# DIRECTIONS FOR THIS TASK:
From the line containing "Drop a pin on every instance of the artificial" down to the last line of the records below, give every line again without any change.

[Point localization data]
□ □ □ □ □

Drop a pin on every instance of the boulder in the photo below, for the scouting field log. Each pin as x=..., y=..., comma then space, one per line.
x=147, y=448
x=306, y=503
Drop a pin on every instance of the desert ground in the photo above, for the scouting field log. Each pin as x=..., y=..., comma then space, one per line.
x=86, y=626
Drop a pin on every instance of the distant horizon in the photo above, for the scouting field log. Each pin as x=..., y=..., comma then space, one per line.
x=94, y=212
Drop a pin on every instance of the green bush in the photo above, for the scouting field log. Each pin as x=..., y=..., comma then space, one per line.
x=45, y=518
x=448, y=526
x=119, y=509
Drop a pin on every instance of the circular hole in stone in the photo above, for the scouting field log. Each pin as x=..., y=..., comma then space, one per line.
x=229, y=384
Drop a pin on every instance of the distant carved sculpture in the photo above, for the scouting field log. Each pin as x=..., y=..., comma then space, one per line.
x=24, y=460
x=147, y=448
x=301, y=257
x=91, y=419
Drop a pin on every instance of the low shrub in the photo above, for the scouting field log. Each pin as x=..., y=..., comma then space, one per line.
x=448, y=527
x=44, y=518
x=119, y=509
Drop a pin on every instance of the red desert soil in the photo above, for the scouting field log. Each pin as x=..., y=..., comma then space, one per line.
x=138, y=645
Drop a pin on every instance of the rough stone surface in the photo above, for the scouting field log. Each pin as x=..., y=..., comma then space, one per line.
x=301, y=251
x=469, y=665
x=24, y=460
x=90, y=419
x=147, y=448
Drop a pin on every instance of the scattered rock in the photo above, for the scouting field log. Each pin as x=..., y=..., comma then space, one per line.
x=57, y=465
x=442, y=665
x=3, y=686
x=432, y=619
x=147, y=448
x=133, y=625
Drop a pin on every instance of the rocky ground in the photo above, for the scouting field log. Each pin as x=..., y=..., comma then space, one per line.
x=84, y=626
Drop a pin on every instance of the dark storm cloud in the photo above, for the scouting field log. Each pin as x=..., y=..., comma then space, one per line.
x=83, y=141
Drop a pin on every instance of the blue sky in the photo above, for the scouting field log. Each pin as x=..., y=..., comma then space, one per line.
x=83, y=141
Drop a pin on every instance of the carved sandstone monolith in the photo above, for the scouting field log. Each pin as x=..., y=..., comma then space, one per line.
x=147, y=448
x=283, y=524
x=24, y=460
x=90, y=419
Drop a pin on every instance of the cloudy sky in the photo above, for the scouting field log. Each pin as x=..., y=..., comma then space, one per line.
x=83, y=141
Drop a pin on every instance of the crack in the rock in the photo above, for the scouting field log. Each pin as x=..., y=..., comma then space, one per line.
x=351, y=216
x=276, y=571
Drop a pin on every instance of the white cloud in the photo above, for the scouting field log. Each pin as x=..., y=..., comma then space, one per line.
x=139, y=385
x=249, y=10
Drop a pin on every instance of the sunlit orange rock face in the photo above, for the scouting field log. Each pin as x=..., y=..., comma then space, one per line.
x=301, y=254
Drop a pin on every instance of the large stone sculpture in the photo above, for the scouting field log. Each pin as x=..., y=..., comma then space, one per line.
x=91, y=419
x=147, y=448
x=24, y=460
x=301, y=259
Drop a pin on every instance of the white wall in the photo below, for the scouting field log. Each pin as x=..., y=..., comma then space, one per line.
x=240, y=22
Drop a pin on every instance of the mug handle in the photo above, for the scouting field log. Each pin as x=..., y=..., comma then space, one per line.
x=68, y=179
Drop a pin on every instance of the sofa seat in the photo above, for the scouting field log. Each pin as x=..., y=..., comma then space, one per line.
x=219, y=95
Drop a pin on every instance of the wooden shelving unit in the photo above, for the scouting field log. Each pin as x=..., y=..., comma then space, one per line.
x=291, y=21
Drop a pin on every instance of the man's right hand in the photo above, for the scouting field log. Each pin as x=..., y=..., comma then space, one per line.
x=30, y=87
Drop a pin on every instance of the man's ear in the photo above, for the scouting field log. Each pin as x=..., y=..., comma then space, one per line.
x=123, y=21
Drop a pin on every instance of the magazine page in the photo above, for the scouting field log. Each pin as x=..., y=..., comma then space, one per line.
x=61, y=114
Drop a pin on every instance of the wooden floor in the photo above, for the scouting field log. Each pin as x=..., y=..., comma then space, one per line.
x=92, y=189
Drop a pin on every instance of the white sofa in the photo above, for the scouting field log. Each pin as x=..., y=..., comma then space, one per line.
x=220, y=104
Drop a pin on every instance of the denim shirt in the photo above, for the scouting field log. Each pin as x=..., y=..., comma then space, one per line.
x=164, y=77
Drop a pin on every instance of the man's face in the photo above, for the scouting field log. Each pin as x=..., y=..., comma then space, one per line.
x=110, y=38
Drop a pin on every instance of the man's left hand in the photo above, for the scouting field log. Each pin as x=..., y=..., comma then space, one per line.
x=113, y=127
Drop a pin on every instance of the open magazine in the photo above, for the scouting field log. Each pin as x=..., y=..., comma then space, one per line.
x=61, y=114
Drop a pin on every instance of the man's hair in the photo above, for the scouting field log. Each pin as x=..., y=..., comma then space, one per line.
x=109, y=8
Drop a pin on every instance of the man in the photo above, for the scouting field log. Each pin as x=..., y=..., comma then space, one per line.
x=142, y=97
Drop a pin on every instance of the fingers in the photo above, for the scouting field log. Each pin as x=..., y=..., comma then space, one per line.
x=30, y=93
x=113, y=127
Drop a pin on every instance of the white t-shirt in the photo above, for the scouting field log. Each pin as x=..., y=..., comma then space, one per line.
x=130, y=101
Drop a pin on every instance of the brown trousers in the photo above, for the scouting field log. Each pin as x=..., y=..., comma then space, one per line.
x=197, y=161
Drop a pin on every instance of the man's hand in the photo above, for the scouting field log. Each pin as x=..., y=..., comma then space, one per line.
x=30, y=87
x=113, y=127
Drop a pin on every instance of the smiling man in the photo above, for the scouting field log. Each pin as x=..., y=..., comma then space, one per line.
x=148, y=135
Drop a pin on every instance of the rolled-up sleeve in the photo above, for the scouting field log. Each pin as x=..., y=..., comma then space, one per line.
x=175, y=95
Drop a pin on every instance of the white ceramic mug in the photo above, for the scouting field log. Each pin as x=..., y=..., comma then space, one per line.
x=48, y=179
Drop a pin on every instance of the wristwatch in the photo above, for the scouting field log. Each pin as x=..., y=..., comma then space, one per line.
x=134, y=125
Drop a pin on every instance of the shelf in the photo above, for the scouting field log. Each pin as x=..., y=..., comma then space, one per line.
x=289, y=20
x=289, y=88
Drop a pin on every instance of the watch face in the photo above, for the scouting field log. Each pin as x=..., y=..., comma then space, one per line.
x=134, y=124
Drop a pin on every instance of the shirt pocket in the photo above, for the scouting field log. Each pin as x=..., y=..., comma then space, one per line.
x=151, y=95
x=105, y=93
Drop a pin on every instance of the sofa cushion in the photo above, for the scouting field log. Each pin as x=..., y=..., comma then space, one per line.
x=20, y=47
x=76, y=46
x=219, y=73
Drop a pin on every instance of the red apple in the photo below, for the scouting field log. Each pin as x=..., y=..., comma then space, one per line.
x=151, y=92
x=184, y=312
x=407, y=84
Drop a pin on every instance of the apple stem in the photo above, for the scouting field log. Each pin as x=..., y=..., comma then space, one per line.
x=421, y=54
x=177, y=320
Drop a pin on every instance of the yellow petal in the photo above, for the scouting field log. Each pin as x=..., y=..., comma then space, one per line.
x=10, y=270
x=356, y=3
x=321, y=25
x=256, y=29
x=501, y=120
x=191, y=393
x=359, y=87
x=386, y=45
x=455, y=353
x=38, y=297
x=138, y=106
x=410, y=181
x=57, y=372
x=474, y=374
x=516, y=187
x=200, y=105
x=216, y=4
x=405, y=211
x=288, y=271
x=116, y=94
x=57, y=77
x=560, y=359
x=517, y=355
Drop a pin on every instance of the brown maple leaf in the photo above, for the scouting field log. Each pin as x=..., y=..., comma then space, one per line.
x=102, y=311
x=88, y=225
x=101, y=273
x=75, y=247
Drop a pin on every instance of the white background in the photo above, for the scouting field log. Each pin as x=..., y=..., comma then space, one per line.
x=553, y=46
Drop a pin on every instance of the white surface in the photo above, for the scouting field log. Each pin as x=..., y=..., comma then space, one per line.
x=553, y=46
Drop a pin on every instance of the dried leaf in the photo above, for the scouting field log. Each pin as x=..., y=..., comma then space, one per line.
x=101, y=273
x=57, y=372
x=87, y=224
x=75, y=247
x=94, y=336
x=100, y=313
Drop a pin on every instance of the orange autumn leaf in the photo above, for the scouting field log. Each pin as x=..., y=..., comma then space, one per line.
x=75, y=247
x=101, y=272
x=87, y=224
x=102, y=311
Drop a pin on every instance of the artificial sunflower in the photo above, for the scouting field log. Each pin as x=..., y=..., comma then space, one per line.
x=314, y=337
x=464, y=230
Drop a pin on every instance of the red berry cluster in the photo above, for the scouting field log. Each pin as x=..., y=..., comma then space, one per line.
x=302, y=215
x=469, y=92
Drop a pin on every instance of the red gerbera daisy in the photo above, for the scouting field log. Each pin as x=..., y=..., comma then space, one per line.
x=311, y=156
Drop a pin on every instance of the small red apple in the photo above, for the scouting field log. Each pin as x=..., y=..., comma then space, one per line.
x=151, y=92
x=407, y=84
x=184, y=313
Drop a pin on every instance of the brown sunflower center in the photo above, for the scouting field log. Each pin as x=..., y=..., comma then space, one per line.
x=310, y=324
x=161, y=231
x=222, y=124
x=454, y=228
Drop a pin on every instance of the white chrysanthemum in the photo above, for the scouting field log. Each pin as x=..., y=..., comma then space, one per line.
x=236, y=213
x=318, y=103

□ □ □ □ □

# TASK RESPONSE:
Drop a pin on every instance of the artificial sunflower in the photo above, for the scouting field log. Each pin as x=..., y=..., comma then space, one per line.
x=314, y=337
x=464, y=230
Drop a pin on every instance of the red berry cluster in the photo above, for the scouting field log. Each pin as x=..., y=..., comma then space, one per line.
x=302, y=215
x=469, y=92
Drop a pin on every instance of the red gerbera daisy in the photo above, for the scouting field log. Each pin as x=..., y=..., comma then space, one per line.
x=311, y=156
Drop a pin on every instance of the small red apple in the photo above, for the scouting field log. Each pin as x=..., y=..., comma then space, one per line.
x=151, y=92
x=407, y=84
x=184, y=313
Drop a pin on every instance of the brown sunflower center in the photo above, for the scouting field log. Each pin as x=..., y=..., comma then space, one per line.
x=310, y=324
x=161, y=231
x=222, y=124
x=454, y=228
Drop a pin on every instance of the white chrysanthemum in the photo above, for the scouting field log. Each pin as x=..., y=..., comma then space, one per line.
x=236, y=213
x=318, y=103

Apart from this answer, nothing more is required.